Image location labeling entries:

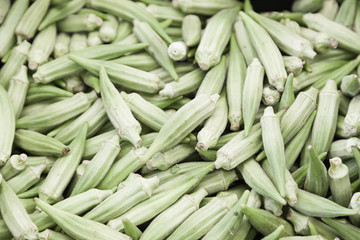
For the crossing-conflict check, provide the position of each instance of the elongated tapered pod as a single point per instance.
(63, 169)
(316, 179)
(78, 227)
(58, 112)
(265, 222)
(339, 182)
(184, 121)
(268, 53)
(132, 191)
(118, 111)
(98, 166)
(63, 66)
(7, 29)
(347, 38)
(215, 38)
(157, 47)
(252, 92)
(31, 19)
(313, 205)
(324, 127)
(7, 126)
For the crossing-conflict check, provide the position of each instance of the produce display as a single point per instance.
(179, 120)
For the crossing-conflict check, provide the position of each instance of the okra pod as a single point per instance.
(215, 38)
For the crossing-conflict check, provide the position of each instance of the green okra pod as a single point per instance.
(186, 119)
(339, 182)
(18, 89)
(64, 168)
(132, 191)
(7, 28)
(201, 222)
(166, 222)
(313, 205)
(78, 227)
(57, 113)
(39, 144)
(216, 36)
(31, 19)
(61, 11)
(316, 179)
(265, 47)
(98, 166)
(13, 166)
(118, 111)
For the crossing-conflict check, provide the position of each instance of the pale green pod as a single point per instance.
(329, 9)
(355, 204)
(244, 41)
(18, 88)
(183, 122)
(78, 204)
(119, 171)
(145, 112)
(63, 169)
(52, 235)
(157, 47)
(31, 19)
(265, 47)
(313, 205)
(203, 6)
(215, 38)
(78, 227)
(293, 64)
(265, 222)
(209, 135)
(26, 179)
(324, 127)
(347, 38)
(186, 84)
(7, 28)
(132, 191)
(165, 159)
(58, 112)
(98, 166)
(343, 148)
(316, 179)
(274, 147)
(93, 39)
(7, 126)
(39, 144)
(217, 181)
(339, 182)
(61, 46)
(17, 58)
(252, 92)
(287, 40)
(123, 75)
(350, 85)
(151, 207)
(200, 222)
(172, 217)
(191, 30)
(257, 179)
(78, 41)
(235, 82)
(95, 116)
(118, 111)
(142, 61)
(13, 166)
(63, 66)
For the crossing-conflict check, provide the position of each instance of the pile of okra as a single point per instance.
(179, 120)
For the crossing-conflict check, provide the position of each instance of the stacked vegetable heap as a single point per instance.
(190, 119)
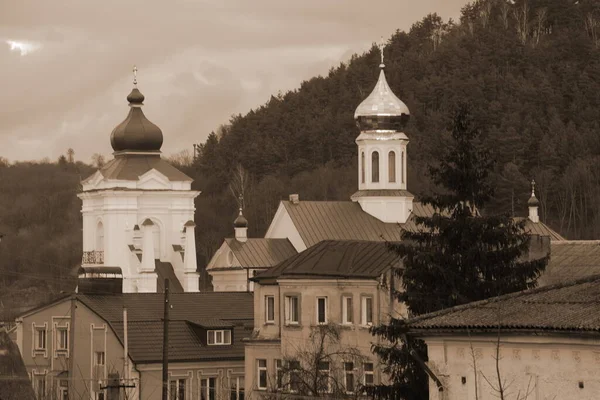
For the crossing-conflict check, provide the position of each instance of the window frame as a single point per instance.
(260, 370)
(318, 319)
(269, 309)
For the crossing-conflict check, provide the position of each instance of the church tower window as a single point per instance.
(375, 167)
(392, 166)
(362, 167)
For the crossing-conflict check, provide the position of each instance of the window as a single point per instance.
(261, 374)
(321, 310)
(295, 378)
(62, 339)
(349, 376)
(367, 311)
(375, 167)
(219, 337)
(279, 374)
(40, 338)
(177, 389)
(237, 388)
(208, 389)
(323, 377)
(362, 167)
(347, 310)
(392, 166)
(292, 310)
(99, 358)
(368, 377)
(270, 309)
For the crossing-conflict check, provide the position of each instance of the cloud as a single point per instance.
(199, 62)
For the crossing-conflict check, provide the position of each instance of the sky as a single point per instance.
(66, 65)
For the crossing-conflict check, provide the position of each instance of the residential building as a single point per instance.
(74, 347)
(335, 288)
(541, 344)
(138, 210)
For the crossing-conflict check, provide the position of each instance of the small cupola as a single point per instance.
(136, 133)
(533, 204)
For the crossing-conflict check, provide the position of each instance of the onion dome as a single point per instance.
(381, 110)
(136, 132)
(240, 221)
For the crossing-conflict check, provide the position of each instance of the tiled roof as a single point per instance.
(261, 252)
(344, 259)
(131, 167)
(144, 313)
(346, 220)
(572, 260)
(567, 307)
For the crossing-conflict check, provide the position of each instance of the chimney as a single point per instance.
(148, 246)
(533, 204)
(189, 257)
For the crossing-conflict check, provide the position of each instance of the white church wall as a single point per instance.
(546, 367)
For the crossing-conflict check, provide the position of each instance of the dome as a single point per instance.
(136, 132)
(381, 110)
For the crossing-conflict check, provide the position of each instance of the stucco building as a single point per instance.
(546, 342)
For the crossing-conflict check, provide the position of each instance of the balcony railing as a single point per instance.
(92, 257)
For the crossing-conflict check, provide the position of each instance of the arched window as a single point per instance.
(362, 166)
(402, 166)
(392, 166)
(375, 166)
(100, 236)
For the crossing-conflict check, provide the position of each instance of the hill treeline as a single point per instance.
(530, 69)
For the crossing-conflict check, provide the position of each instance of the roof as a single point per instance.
(261, 252)
(564, 307)
(188, 312)
(341, 259)
(130, 167)
(14, 381)
(344, 220)
(165, 270)
(572, 260)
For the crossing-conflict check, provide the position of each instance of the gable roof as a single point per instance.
(188, 310)
(346, 220)
(572, 260)
(131, 167)
(338, 259)
(565, 307)
(257, 253)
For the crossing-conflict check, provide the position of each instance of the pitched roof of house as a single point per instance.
(188, 311)
(261, 252)
(131, 167)
(565, 307)
(572, 260)
(330, 258)
(346, 220)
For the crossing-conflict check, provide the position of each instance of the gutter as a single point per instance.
(422, 364)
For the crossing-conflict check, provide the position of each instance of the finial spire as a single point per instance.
(381, 46)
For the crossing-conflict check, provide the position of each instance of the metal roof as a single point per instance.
(571, 260)
(340, 259)
(261, 252)
(566, 307)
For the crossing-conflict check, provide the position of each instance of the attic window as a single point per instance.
(219, 337)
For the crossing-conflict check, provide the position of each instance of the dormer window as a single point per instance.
(218, 337)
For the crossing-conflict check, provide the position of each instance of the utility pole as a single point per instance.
(166, 343)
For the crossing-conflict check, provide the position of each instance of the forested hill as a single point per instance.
(530, 69)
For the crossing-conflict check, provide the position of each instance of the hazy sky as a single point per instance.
(65, 66)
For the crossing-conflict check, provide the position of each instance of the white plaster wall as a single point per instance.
(551, 366)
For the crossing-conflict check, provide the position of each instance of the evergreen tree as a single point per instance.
(456, 256)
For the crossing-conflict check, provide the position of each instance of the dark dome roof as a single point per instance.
(136, 132)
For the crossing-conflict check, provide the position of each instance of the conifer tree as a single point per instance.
(456, 256)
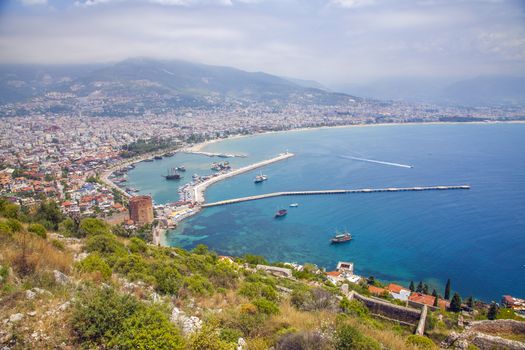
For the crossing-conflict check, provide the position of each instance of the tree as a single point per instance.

Task brief
Could you update the data from the line containing "evergreen tree as a single point per instance." through the end, swapping every "single point" for "single marker" and keeping everything else the same? Leave the pictures out of your answer.

Task response
For the crossing-conflict check, provide the position of each instance of the evergreen tree as a single marker per instance.
(456, 256)
For the crossing-conflict check, provide the position of each instance of the dark dome roof as a single marker per instance.
(136, 132)
For the crossing-conflict check, provide the position of each instance of the conifer tree as a single marker per instance.
(456, 256)
For the crossing-conflict check, provide the position of each instance of the tree as a single marker per instance.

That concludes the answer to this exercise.